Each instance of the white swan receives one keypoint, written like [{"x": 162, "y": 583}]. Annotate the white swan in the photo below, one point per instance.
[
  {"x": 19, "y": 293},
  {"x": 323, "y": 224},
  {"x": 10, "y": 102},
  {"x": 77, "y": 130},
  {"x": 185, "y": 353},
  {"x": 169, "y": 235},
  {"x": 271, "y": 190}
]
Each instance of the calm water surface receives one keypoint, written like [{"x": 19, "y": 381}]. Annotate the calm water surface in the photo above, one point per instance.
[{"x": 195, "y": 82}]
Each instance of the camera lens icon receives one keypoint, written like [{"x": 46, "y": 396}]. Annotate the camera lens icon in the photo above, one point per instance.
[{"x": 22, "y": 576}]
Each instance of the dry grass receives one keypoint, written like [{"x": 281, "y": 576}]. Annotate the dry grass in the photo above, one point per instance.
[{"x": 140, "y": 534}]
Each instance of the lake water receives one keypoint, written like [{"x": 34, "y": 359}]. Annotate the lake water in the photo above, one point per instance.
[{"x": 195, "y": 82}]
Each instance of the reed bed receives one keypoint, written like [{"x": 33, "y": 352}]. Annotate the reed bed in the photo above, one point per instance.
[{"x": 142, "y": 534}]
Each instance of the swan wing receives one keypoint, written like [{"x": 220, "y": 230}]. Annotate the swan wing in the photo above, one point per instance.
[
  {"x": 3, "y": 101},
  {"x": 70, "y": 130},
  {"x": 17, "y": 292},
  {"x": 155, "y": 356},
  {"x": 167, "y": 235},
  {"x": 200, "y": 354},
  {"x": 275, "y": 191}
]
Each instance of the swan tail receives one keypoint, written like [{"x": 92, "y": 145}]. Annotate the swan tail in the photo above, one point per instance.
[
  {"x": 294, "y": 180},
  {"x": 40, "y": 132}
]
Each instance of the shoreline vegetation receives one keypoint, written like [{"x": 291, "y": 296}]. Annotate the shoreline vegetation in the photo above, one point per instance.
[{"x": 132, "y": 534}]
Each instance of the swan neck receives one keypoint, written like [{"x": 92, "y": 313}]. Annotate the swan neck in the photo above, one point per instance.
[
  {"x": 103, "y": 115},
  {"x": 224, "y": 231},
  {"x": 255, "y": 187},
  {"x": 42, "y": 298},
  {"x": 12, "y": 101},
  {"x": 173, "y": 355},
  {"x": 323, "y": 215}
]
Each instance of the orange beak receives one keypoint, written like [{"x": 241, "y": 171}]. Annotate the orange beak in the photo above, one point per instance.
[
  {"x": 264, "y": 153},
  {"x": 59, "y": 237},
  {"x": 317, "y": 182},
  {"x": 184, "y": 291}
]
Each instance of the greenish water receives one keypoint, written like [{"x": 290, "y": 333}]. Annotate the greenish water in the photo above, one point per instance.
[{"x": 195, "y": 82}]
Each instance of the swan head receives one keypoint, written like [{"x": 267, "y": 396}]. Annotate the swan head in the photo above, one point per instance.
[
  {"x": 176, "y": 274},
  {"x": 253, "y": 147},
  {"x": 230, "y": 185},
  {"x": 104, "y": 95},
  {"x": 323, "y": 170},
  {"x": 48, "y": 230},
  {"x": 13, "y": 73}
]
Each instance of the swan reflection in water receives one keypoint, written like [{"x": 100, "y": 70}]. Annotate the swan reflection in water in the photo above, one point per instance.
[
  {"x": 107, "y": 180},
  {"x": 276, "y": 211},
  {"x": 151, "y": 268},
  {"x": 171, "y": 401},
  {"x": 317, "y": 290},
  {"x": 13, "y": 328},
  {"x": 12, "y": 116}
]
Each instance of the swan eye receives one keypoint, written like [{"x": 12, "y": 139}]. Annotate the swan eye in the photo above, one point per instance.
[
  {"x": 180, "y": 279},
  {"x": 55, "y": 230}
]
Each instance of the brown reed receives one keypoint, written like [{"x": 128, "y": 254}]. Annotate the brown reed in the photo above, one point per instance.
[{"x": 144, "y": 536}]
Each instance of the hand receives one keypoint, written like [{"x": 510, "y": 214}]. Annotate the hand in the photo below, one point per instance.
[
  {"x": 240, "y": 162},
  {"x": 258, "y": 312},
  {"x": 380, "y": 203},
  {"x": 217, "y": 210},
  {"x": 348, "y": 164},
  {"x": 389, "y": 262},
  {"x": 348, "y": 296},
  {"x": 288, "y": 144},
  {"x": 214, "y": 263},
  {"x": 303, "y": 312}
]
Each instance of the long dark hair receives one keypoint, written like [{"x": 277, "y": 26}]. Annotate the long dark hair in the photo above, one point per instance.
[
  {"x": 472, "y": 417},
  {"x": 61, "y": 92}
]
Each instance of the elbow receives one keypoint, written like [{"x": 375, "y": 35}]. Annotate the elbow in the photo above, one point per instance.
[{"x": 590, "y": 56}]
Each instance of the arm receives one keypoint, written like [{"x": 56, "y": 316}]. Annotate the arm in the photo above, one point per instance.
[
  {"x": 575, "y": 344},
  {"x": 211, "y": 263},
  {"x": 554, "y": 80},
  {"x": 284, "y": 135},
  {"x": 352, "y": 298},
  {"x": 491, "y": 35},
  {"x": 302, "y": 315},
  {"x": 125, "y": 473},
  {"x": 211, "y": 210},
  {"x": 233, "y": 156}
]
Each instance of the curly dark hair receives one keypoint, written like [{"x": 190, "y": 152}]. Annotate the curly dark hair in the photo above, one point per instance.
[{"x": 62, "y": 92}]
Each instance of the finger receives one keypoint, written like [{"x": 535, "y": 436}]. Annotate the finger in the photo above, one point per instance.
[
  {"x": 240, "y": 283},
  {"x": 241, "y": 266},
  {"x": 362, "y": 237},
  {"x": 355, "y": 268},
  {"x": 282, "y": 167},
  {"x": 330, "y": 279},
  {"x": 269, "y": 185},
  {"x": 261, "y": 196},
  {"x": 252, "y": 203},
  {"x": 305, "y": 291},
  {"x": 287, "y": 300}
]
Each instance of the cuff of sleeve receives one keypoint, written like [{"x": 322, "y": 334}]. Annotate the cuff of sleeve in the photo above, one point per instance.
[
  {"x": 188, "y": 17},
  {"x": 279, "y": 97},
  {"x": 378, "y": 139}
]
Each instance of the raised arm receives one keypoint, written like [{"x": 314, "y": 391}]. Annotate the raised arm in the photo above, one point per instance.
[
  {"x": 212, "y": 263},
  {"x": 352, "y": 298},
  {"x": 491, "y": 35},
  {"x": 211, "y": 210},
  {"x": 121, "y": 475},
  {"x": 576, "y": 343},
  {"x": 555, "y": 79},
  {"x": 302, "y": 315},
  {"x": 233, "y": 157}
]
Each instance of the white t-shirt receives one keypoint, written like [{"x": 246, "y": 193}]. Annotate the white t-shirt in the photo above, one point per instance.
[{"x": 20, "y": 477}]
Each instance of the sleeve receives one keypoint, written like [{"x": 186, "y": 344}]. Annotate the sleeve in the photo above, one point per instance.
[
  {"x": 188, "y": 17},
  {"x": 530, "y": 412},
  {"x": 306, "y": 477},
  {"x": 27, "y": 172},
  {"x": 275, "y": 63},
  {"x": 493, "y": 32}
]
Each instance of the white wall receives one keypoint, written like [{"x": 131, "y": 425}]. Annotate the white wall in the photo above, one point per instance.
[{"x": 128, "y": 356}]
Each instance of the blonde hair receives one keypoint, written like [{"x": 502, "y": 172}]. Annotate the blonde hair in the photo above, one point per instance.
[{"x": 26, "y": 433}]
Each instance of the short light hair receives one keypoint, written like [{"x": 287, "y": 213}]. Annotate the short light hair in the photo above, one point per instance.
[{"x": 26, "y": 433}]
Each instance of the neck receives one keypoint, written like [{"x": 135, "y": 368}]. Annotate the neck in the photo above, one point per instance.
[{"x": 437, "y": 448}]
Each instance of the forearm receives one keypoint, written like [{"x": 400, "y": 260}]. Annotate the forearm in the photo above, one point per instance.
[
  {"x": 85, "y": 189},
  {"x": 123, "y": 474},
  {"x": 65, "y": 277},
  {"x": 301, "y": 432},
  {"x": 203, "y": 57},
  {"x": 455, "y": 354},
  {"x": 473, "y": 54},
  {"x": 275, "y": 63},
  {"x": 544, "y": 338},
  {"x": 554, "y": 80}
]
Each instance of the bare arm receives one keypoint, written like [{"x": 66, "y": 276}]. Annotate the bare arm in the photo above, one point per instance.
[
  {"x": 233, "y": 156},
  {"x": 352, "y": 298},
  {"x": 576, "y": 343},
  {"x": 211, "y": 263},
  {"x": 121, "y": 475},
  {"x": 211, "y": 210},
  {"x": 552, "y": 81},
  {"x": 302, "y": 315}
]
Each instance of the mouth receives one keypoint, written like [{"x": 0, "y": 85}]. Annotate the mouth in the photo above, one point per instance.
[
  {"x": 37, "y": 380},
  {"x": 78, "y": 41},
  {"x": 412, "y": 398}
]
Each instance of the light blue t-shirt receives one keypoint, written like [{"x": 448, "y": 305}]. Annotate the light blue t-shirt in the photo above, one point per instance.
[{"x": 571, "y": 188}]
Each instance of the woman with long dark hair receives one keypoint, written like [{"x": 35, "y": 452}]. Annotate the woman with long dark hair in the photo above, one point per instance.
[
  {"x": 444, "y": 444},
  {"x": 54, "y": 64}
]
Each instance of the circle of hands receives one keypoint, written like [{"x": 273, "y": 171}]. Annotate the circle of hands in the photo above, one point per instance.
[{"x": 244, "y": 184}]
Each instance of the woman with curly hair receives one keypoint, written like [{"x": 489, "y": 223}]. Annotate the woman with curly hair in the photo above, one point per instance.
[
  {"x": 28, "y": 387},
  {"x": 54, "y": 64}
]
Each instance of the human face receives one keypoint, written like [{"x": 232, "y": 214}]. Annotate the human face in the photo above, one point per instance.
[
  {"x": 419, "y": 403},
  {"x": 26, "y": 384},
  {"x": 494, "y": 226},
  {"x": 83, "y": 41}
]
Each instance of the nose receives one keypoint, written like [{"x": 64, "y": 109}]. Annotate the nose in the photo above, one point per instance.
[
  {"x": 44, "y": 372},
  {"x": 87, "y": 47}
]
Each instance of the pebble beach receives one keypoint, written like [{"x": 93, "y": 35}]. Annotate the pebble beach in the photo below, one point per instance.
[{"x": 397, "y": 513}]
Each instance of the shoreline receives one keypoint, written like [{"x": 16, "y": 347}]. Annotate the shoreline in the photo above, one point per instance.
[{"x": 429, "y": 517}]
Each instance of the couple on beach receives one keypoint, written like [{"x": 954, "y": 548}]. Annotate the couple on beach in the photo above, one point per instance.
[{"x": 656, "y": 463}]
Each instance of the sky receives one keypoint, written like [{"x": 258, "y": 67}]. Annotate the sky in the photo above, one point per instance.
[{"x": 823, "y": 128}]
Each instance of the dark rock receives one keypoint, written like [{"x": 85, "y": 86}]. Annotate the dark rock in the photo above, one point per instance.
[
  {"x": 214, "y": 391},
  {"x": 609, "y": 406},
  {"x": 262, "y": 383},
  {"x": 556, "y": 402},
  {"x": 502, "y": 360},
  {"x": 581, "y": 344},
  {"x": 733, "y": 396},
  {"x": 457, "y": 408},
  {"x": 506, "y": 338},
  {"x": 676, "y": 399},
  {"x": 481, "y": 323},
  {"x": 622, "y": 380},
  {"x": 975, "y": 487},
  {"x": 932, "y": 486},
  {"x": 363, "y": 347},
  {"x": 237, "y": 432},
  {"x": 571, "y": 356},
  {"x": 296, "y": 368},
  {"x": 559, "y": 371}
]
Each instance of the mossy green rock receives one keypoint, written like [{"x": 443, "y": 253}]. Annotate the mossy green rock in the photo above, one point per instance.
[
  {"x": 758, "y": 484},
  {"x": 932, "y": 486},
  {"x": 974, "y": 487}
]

● ● ●

Print the lines of the material, exactly and only, from the line that contains "Each instance of the pebble" down to and including the final line.

Each instance of the pebble beach receives one keypoint, written like [{"x": 93, "y": 35}]. Annotate the pebble beach in the photo below, one point per instance.
[{"x": 397, "y": 513}]
Each instance of the shoreline receives one keypoint, written like [{"x": 16, "y": 347}]. Annotate the shoreline in the photo above, one point per instance.
[{"x": 429, "y": 517}]
Each instance of the couple on beach receives one keypoint, written like [{"x": 954, "y": 548}]. Annotate the couple on beach in the photo above, one point per instance.
[{"x": 656, "y": 463}]
Each instance of the sky receives one keypoint, written like [{"x": 258, "y": 67}]. Annotate the sky in the photo above, one point per instance.
[{"x": 823, "y": 128}]
Each instance of the dark rock receives one keypoint, written like [{"x": 85, "y": 86}]. Annotate the dark rock in the photo above, one point per instance.
[
  {"x": 214, "y": 391},
  {"x": 609, "y": 406},
  {"x": 262, "y": 383},
  {"x": 556, "y": 402},
  {"x": 502, "y": 360},
  {"x": 581, "y": 344},
  {"x": 733, "y": 396},
  {"x": 457, "y": 408},
  {"x": 506, "y": 338},
  {"x": 676, "y": 399},
  {"x": 481, "y": 323},
  {"x": 622, "y": 380},
  {"x": 975, "y": 487},
  {"x": 932, "y": 486},
  {"x": 363, "y": 347},
  {"x": 237, "y": 432},
  {"x": 571, "y": 356},
  {"x": 296, "y": 368},
  {"x": 559, "y": 371}
]
Each instance of the mossy green rock receives one keypoint, written like [{"x": 443, "y": 253}]. Annotate the mossy green rock in the photo above, one point per instance.
[
  {"x": 758, "y": 484},
  {"x": 932, "y": 486},
  {"x": 974, "y": 487}
]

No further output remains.